*JOB:*
Collect every line of the items below that contains the word "segment".

*SUPPLIED DATA:*
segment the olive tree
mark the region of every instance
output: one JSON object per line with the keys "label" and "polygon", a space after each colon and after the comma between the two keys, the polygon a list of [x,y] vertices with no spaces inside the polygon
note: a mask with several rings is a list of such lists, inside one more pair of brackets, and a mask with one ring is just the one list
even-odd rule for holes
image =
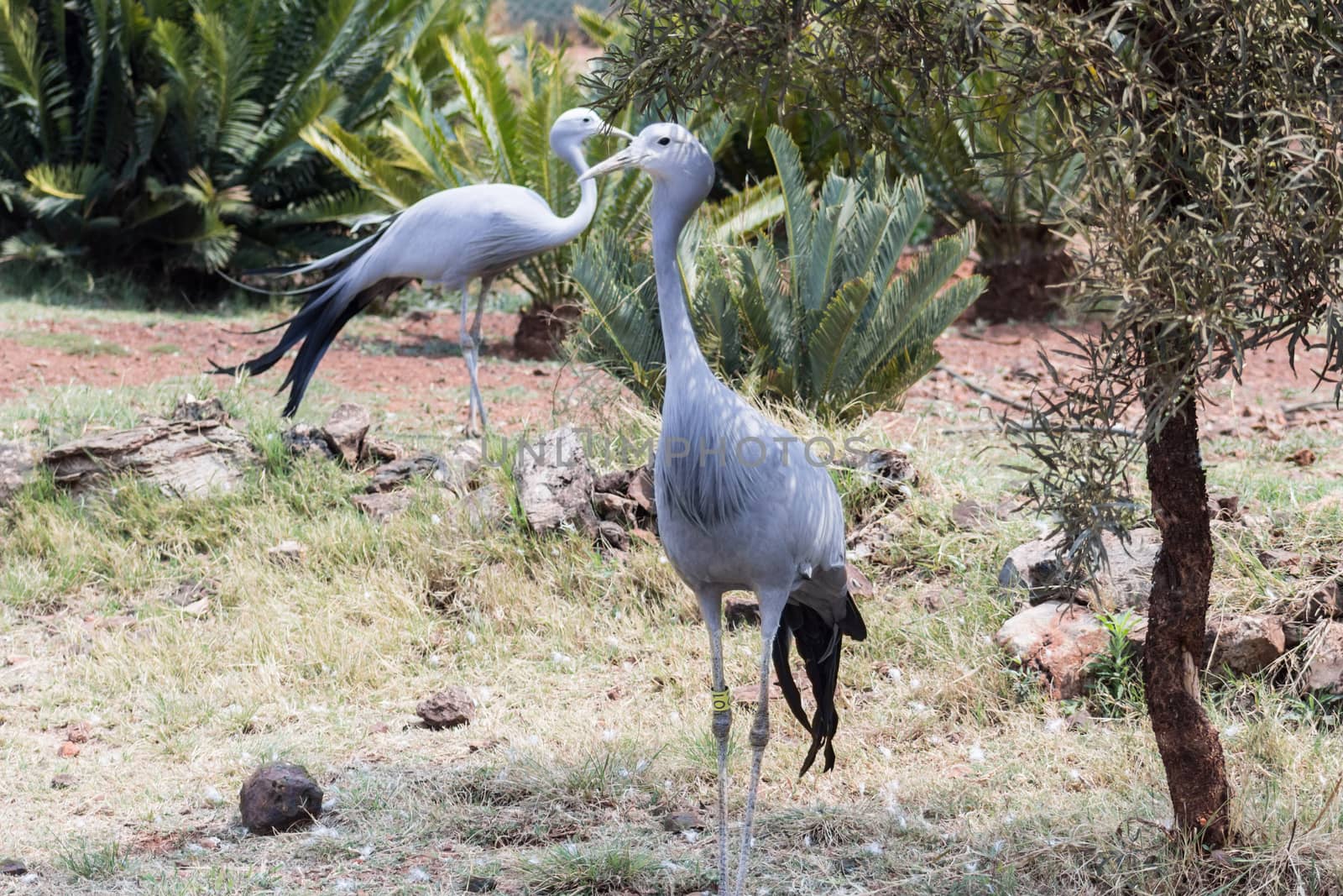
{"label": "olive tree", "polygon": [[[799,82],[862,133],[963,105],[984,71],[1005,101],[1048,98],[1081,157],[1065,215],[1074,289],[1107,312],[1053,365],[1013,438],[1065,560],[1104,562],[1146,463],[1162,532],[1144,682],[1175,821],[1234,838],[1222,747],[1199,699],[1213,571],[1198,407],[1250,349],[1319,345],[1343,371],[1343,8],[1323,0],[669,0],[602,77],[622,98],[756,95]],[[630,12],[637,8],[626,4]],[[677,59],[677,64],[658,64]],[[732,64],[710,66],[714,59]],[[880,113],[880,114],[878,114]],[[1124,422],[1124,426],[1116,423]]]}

* * *

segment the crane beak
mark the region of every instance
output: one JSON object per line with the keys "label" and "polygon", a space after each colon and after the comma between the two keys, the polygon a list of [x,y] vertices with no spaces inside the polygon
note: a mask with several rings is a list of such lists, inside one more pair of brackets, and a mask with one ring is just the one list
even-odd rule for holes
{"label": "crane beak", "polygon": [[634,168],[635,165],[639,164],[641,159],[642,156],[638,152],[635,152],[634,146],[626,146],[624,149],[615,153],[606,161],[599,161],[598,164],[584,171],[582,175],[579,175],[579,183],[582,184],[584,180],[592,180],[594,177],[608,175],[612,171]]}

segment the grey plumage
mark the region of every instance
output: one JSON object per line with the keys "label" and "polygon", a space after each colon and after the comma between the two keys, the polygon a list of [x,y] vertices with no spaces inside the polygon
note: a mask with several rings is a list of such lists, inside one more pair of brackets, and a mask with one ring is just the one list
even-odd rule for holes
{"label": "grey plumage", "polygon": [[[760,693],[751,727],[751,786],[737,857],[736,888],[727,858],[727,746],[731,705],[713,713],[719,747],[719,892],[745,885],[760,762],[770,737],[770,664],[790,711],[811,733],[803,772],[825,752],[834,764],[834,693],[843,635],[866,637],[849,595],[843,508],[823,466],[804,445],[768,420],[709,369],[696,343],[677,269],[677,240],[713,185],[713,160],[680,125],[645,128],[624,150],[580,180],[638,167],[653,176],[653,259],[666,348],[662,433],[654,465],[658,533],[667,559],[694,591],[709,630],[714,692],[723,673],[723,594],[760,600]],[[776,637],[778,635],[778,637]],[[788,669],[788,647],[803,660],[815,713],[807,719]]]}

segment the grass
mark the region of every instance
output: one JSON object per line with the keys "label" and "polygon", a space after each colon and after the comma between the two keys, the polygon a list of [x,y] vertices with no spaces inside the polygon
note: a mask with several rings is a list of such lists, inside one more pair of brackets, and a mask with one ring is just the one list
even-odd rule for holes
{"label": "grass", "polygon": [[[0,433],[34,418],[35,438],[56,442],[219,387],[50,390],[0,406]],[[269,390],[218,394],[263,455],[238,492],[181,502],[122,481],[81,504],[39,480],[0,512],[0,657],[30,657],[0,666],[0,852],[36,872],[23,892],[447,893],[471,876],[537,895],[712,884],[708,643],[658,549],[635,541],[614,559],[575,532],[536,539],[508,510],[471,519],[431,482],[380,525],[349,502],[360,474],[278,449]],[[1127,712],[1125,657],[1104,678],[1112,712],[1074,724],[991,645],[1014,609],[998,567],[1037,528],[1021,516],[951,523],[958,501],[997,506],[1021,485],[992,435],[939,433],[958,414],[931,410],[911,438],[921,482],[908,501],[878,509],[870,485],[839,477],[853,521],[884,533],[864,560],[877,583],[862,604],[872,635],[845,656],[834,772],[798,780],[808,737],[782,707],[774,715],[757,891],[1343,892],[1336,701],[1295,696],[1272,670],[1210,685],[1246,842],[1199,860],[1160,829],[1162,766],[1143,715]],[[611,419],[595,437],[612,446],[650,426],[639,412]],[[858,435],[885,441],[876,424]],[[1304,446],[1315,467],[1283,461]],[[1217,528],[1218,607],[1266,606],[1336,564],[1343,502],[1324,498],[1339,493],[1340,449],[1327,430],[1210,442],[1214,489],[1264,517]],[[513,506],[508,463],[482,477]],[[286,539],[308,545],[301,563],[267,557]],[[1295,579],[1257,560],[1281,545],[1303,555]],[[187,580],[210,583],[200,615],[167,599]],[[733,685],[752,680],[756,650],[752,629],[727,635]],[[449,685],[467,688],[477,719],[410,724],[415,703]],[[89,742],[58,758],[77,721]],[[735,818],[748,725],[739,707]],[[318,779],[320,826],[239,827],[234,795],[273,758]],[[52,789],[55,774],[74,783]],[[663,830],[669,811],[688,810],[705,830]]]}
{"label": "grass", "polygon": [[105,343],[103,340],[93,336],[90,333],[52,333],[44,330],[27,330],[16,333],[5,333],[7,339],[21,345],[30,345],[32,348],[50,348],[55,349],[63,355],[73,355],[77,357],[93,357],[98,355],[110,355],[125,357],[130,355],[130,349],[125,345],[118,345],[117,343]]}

*CORRECT RESULT:*
segment the olive tree
segment the crane beak
segment the grey plumage
segment the grass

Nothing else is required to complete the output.